Saved entries:
# # # # #
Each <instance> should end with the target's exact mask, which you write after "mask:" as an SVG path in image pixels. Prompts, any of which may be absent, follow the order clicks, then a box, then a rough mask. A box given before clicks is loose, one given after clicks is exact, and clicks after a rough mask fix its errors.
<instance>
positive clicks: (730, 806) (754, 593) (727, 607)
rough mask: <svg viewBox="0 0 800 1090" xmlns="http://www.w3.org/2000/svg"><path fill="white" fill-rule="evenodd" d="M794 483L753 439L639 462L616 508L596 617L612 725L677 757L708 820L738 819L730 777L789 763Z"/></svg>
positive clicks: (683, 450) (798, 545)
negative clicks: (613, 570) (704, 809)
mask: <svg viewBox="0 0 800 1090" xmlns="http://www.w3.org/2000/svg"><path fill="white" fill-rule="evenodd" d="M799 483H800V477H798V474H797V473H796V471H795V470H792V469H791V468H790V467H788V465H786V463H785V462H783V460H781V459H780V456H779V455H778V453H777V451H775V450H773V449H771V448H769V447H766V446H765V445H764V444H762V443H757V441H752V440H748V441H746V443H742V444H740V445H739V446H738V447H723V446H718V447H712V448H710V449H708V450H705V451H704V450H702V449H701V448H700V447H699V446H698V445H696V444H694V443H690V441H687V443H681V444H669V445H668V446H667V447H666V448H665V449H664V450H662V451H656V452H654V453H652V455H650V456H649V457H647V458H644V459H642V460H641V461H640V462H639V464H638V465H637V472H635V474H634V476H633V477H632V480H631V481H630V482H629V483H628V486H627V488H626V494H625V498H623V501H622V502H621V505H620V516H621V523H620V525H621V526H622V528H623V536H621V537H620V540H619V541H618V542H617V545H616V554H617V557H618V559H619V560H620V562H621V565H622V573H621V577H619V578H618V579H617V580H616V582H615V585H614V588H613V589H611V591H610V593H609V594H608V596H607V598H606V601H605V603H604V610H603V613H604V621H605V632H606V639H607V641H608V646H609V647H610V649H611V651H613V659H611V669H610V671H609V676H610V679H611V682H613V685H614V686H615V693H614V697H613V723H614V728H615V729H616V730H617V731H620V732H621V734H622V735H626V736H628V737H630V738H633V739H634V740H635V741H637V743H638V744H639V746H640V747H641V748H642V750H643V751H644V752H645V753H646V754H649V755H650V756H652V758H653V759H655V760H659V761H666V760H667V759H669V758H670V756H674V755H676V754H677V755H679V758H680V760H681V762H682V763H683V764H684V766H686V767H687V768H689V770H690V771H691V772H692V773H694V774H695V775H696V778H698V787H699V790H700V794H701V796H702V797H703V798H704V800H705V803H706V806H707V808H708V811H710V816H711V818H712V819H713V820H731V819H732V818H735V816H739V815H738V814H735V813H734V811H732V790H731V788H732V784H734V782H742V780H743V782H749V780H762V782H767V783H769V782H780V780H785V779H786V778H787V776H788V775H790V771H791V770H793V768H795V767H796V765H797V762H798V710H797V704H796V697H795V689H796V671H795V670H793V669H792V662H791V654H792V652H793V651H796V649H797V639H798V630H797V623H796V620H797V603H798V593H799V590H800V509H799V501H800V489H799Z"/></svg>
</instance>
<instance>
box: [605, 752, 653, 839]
# # # # #
▸ About this task: Rewrite all of the data above, changing each occurrence of "rough mask" to "coarse mask" while keeping everything else identical.

▸ Result of this task:
Each <instance> should end with the target's exact mask, which you write after "mask:" as an SVG path in image pixels. Prompts, any of which may be absent, follow the order clicks, then a box, then a coarse mask. A box given before clicks is loose, one given after clicks is exact, and clicks after a coarse mask fix its errors.
<instance>
positive clicks: (730, 806) (754, 593) (727, 607)
coarse mask: <svg viewBox="0 0 800 1090" xmlns="http://www.w3.org/2000/svg"><path fill="white" fill-rule="evenodd" d="M794 483L753 439L639 462L616 508L596 617L612 725L677 757L708 820L738 819L730 777L789 763Z"/></svg>
positive clicks: (683, 450) (798, 545)
negative clicks: (613, 570) (704, 809)
mask: <svg viewBox="0 0 800 1090" xmlns="http://www.w3.org/2000/svg"><path fill="white" fill-rule="evenodd" d="M799 483H800V477H798V474H797V473H796V471H795V470H792V469H791V468H790V467H788V465H786V463H785V462H783V460H781V459H780V456H779V455H778V453H777V451H775V450H773V449H771V448H769V447H766V446H765V445H764V444H762V443H757V441H752V440H748V441H746V443H742V444H740V445H739V446H738V447H723V446H718V447H712V448H710V449H708V450H705V451H704V450H702V449H701V448H700V447H699V446H698V445H696V444H694V443H690V441H687V443H681V444H669V445H668V446H667V447H666V448H665V449H664V450H662V451H656V452H654V453H652V455H650V456H649V457H647V458H644V459H642V460H641V461H640V462H639V464H638V465H637V472H635V474H634V476H633V477H632V480H631V481H630V482H629V483H628V486H627V488H626V494H625V498H623V501H622V502H621V505H620V516H621V523H620V525H621V526H622V528H623V536H621V537H620V540H619V541H618V542H617V545H616V554H617V557H618V559H619V560H620V562H621V565H622V573H621V577H619V578H618V579H617V580H616V582H615V585H614V588H613V589H611V591H610V593H609V594H608V596H607V598H606V601H605V603H604V610H603V613H604V621H605V632H606V639H607V641H608V646H609V647H610V649H611V651H613V659H611V669H610V671H609V676H610V679H611V682H613V685H614V686H615V693H614V697H613V723H614V728H615V729H616V730H617V731H620V732H621V734H622V735H626V736H628V737H630V738H633V739H634V740H635V741H637V743H638V744H639V746H640V747H641V748H642V750H643V751H644V752H645V753H646V754H649V755H650V756H652V758H653V759H655V760H659V761H666V760H667V759H669V758H670V756H674V755H676V754H677V755H679V758H680V760H681V762H682V763H683V764H684V766H686V767H687V768H689V770H690V771H691V772H692V773H694V774H695V775H696V778H698V787H699V790H700V794H701V796H702V797H703V798H704V800H705V803H706V806H707V808H708V811H710V816H711V818H712V819H713V820H731V819H732V818H735V816H739V815H738V814H735V813H734V811H732V790H731V788H732V784H734V782H742V780H743V782H749V780H762V782H767V783H769V782H780V780H785V779H786V778H787V776H788V775H790V771H791V770H793V768H795V767H796V765H797V762H798V710H797V704H796V697H795V689H796V671H795V670H793V669H792V662H791V654H792V652H793V651H796V649H797V639H798V630H797V623H796V620H797V603H798V593H799V590H800V509H799V501H800V489H799Z"/></svg>
</instance>
<instance>
box: [605, 752, 653, 839]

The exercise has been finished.